## Tujuan Tugas a
Sebutkan semua nilai kehidupan yang dicontohkan dalam teks tentang peran sastra dalam pembentukan karakter.

## Teks yang Diberikan
----------
Tujuan penulisan karya sastra tersebut ialah untuk menginformasikan dan
memberitahu kepada generasi penerus untuk merenungkan perjuangan pahlawan
dahulu. Selain itu ada pula cerita akyat seperti Asal-usul Danau Kelimutu,
Kisah Ine Rie, Asal-usul Lembata dan lain-lain merupakan bentuk karya sastra
yang sarat akan makna dan nilai kehidupan. Bentuk tulisan seperti ini mau
mengajarkan kepada masyrakat dan generasi penerus nilai-nilai kehidupan
seperti: penghormatan, penghargaan, kerjasama, suka menolong, dan lain-lain
melalu watak tokoh yang digambarkan. Bentuk-bentuk karya sastra lisan maupun
tulisan di atas memiliki orientasi yang sama yaitu pengajaran. Pengajarannya
pun beragam, tetapi tujuannya ialah untuk membentuk karakter dari masyarakat
itu sendiri.
Pada masa lampau,
tentu saja kita banyak mendengarkan kisah-kisah unik dari orang tua maupun
keluarga kita sehubungan dengan budaya daerah kita. Selain itu, kita pula tentu
sering mengikuti upacar-upacara adat atau ritual-ritual adat. Semua itu adalah
bentuk aplikasi nyata bagaimana peran sastra dalam pengembangan karakter yang
bermutu dalam kehidupan bermasyarakat. Pembentukkan dan pengembangan karakter
masyarakat tidak hanya selesai ketika menikmati karya sastra itu sendiri.
----------
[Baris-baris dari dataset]
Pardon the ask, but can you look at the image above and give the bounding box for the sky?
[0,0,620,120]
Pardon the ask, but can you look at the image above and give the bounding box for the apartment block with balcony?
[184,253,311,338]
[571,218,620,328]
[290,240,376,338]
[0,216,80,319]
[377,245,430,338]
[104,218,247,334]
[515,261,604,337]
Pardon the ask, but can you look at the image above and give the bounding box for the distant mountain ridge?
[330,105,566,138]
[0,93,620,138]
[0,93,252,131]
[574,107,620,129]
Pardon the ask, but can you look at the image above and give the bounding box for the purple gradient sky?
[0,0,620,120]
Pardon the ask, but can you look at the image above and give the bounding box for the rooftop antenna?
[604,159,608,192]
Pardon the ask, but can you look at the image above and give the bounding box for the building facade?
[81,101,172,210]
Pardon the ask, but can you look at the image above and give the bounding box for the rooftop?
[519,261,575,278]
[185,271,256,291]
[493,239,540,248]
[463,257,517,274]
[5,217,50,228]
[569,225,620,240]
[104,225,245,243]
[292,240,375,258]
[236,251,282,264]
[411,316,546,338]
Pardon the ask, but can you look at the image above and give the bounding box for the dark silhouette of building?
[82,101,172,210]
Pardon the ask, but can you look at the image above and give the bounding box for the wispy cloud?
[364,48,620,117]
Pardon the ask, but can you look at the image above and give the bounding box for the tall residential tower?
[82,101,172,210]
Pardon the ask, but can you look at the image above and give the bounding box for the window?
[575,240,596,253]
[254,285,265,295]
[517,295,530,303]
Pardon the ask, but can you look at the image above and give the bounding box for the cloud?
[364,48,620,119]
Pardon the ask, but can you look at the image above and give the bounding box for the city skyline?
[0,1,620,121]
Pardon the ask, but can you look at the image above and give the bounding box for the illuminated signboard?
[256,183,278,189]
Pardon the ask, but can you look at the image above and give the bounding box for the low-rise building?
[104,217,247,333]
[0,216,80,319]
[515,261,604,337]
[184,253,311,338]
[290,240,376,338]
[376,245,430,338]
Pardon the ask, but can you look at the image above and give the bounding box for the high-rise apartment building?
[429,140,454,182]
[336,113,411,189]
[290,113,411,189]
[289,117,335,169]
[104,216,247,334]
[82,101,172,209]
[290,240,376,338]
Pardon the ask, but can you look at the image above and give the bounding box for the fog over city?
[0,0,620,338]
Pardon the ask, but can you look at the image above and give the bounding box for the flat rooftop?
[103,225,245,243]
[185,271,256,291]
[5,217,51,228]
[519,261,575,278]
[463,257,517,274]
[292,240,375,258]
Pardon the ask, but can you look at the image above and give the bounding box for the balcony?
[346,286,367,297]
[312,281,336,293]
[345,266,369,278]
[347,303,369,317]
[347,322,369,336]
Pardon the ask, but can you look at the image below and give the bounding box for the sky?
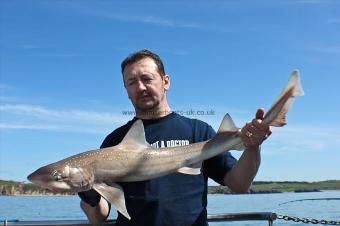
[0,0,340,182]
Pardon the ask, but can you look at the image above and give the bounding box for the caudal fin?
[263,70,304,127]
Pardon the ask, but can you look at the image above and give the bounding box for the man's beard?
[136,92,160,114]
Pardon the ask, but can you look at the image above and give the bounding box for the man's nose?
[137,81,146,91]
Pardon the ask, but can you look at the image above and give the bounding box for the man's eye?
[143,78,152,83]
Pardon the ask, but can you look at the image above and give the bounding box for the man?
[79,50,271,226]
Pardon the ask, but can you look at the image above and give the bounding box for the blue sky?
[0,0,340,181]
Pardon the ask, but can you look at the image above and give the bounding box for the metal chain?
[276,214,340,225]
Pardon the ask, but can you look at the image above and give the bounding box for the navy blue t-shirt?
[101,113,236,226]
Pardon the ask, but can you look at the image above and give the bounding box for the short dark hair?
[121,49,165,76]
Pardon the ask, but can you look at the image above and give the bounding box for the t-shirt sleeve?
[203,127,237,185]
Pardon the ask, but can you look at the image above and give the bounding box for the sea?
[0,191,340,226]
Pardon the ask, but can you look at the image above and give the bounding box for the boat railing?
[2,212,276,226]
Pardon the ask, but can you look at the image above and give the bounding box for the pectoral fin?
[93,183,131,220]
[177,167,201,175]
[177,162,202,175]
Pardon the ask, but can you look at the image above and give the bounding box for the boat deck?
[2,212,276,226]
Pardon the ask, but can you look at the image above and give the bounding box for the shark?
[28,70,304,219]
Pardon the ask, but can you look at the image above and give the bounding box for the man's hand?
[239,108,272,150]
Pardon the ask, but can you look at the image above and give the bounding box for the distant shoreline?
[0,180,340,196]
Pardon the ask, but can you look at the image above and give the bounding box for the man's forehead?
[124,58,158,77]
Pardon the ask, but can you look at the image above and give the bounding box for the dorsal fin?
[217,113,238,133]
[119,119,150,148]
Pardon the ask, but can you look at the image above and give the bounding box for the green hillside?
[0,180,340,195]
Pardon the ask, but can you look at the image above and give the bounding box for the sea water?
[0,191,340,226]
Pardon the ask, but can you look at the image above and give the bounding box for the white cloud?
[0,104,126,133]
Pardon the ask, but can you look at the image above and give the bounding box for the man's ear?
[163,75,170,91]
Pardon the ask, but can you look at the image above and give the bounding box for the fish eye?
[52,170,63,181]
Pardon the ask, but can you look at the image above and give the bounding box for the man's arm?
[223,108,271,193]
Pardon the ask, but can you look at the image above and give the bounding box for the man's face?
[123,58,169,112]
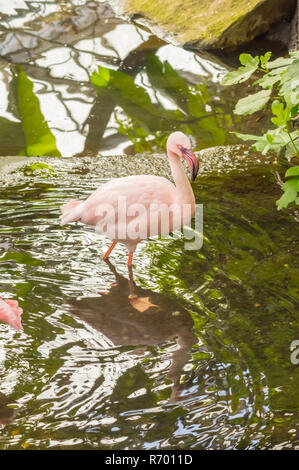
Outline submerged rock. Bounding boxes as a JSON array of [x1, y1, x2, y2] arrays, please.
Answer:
[[111, 0, 296, 50]]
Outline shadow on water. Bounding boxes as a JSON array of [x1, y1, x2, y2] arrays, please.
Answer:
[[0, 1, 299, 449], [0, 153, 299, 449], [0, 0, 276, 157]]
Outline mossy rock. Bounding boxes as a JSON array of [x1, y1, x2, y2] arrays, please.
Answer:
[[112, 0, 296, 50]]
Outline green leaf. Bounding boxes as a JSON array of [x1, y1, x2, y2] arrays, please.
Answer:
[[260, 52, 272, 69], [17, 67, 61, 156], [280, 59, 299, 104], [267, 57, 293, 69], [222, 54, 259, 85], [234, 90, 271, 115], [90, 65, 110, 88], [253, 73, 280, 88], [276, 176, 299, 211]]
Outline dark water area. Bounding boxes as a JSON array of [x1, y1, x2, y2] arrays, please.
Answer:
[[0, 0, 299, 449], [0, 0, 276, 157]]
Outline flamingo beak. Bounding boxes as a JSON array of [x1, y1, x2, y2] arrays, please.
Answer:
[[178, 145, 199, 181]]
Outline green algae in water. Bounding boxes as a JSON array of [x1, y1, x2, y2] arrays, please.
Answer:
[[0, 159, 299, 449]]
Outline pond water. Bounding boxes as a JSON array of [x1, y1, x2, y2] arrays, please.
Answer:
[[0, 0, 274, 157], [0, 0, 299, 449]]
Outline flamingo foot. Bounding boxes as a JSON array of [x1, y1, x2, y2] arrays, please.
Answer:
[[102, 240, 117, 259]]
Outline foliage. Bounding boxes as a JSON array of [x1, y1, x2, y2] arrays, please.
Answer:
[[0, 67, 60, 157], [222, 52, 299, 210]]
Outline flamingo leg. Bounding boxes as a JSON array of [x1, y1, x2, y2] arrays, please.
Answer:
[[102, 240, 117, 259], [128, 251, 134, 268]]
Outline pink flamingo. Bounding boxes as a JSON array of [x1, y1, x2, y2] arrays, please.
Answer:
[[61, 132, 198, 268], [0, 297, 23, 330]]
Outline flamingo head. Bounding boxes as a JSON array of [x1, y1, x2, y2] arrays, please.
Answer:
[[167, 131, 199, 181]]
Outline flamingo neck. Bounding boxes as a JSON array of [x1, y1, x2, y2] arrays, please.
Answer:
[[167, 149, 195, 205]]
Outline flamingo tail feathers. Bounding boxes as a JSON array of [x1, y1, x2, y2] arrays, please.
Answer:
[[60, 199, 83, 225]]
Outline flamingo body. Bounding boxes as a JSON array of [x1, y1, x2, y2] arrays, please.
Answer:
[[61, 132, 198, 257]]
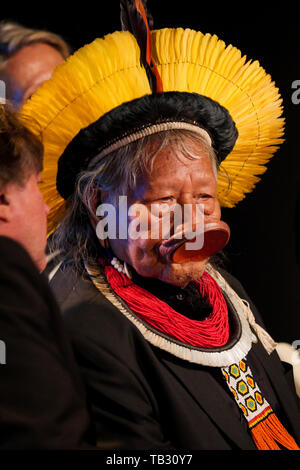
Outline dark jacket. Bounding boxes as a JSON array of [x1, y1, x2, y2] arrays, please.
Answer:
[[51, 262, 300, 450], [0, 237, 89, 450]]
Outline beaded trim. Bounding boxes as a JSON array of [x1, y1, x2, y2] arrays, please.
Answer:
[[88, 121, 212, 169]]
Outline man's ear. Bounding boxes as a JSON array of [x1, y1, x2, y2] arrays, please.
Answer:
[[0, 189, 10, 222], [90, 188, 108, 252]]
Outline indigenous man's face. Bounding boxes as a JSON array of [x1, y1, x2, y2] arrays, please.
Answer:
[[106, 143, 221, 286], [3, 43, 64, 108]]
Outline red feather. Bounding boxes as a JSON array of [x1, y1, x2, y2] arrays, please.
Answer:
[[120, 0, 163, 93]]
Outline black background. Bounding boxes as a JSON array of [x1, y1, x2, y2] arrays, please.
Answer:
[[0, 0, 300, 342]]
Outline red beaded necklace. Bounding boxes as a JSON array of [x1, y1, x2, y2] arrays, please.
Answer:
[[104, 265, 229, 348]]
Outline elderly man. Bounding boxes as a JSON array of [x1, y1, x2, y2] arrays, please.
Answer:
[[0, 21, 70, 108], [0, 106, 89, 450], [24, 1, 300, 450]]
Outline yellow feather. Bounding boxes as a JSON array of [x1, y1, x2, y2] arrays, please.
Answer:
[[22, 28, 284, 231]]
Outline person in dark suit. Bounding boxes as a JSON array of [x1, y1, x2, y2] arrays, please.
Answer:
[[0, 105, 89, 450], [23, 0, 300, 450]]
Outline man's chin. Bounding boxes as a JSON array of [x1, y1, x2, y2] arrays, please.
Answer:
[[160, 259, 208, 288]]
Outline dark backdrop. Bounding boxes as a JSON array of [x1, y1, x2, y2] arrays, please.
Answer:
[[0, 0, 300, 342]]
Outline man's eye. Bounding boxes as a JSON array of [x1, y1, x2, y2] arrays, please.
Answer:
[[157, 196, 173, 203]]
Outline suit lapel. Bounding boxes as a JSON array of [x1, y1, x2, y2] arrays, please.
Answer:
[[164, 358, 256, 450]]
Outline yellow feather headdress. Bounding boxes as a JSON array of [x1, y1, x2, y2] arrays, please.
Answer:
[[22, 28, 284, 232]]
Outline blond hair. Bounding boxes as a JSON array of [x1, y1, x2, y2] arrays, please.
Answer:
[[0, 21, 70, 70]]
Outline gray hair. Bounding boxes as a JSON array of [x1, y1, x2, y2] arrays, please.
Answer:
[[52, 130, 225, 276], [0, 21, 70, 71]]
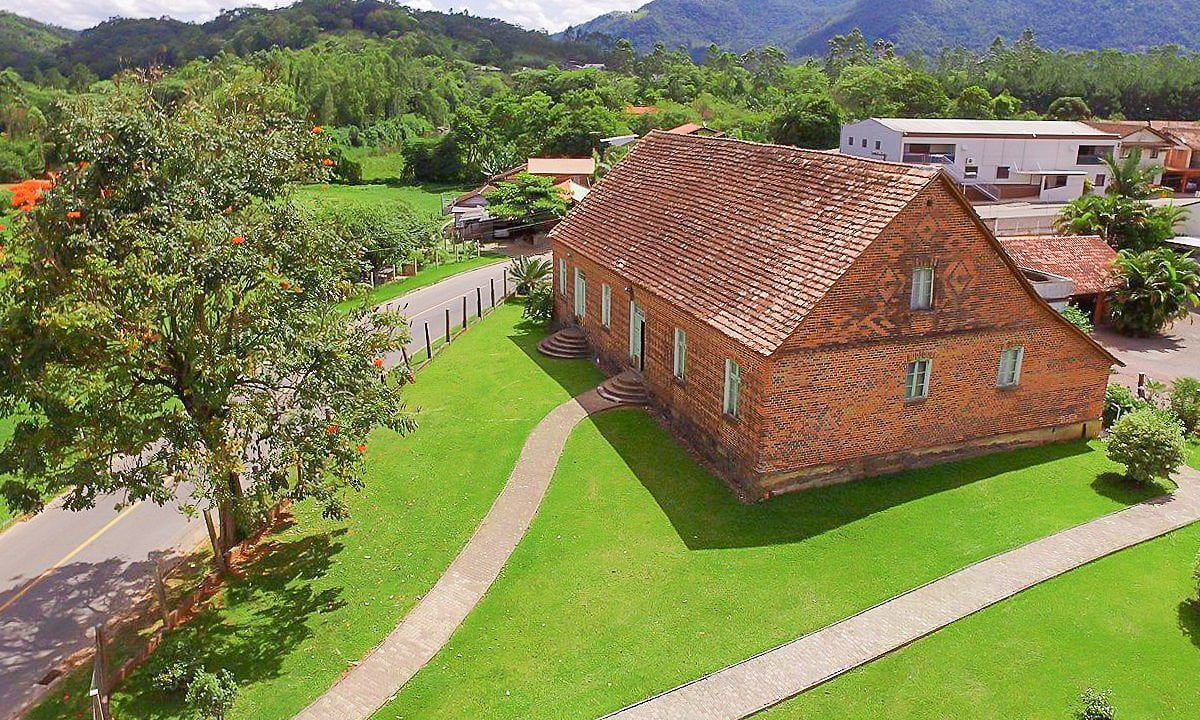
----------
## Tujuan Tugas b
Tulis ulang baris-baris listing dari baris yang memuat "the distant shoreline?" sampai baris yang memuat "[124,58,158,77]", kedua baris batas ikut disertakan, beserta permintaannya. Kalikan setiap koordinat kotak pembatas pada jawaban dengan 0,45, lalu bulatkan ke bilangan bulat dengan nilai setengah dibulatkan ke atas.

## Jawaban Lengkap a
penghormatan, penghargaan, kerjasama, suka menolong

## Jawaban Lengkap b
Pardon the ask, but can you look at the image above and give the bounding box for the distant shoreline?
[0,81,153,88]
Pardon the ask, but can you look at the image above and give the bounding box for the man's forehead?
[56,26,71,35]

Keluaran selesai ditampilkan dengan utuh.